Given instruction - In the article on deploying from a private ECR registry to Kubernetes, what must be installed on the machine that performs the deployment?
— start of Extract provided —
Although there are a lot of instructions available, I haven't found a straightforward way of deploying a container to Kubernetes cluster that is hosted in a private ECR registry. In this short article, I would like to share a sequence of steps that can be used to perform the deployment.
Prerequisites
Make sure that the machine that is going to be used to perform the deployment (whether it's your local or most likely CI/CD environment) does have aws-cli installed and configured with proper access key id and secret access key so that it has access to pull an image. More info in the official AWS article.
Overview
As a good practice, it's always best to deploy a different set of
applications in separate namespaces. We would create namespace manually
via kubectl create
command (for the reasons I explain
later).
From the application standpoint, we would consider a minimalistic
"health check application" that replies with status: ok
as
an HTTP response. Kubernetes manifest file would consist out of the
following objects:
- service (exposed via Nodeport)
- deployment (containing an application)
— end of Extract provided —
— start of Supplied data —
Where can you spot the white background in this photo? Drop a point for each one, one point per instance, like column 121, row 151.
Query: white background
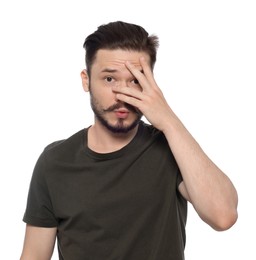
— end of Supplied data —
Reply - The aws-cli, configured with a proper access key id and secret access key so it can pull an image.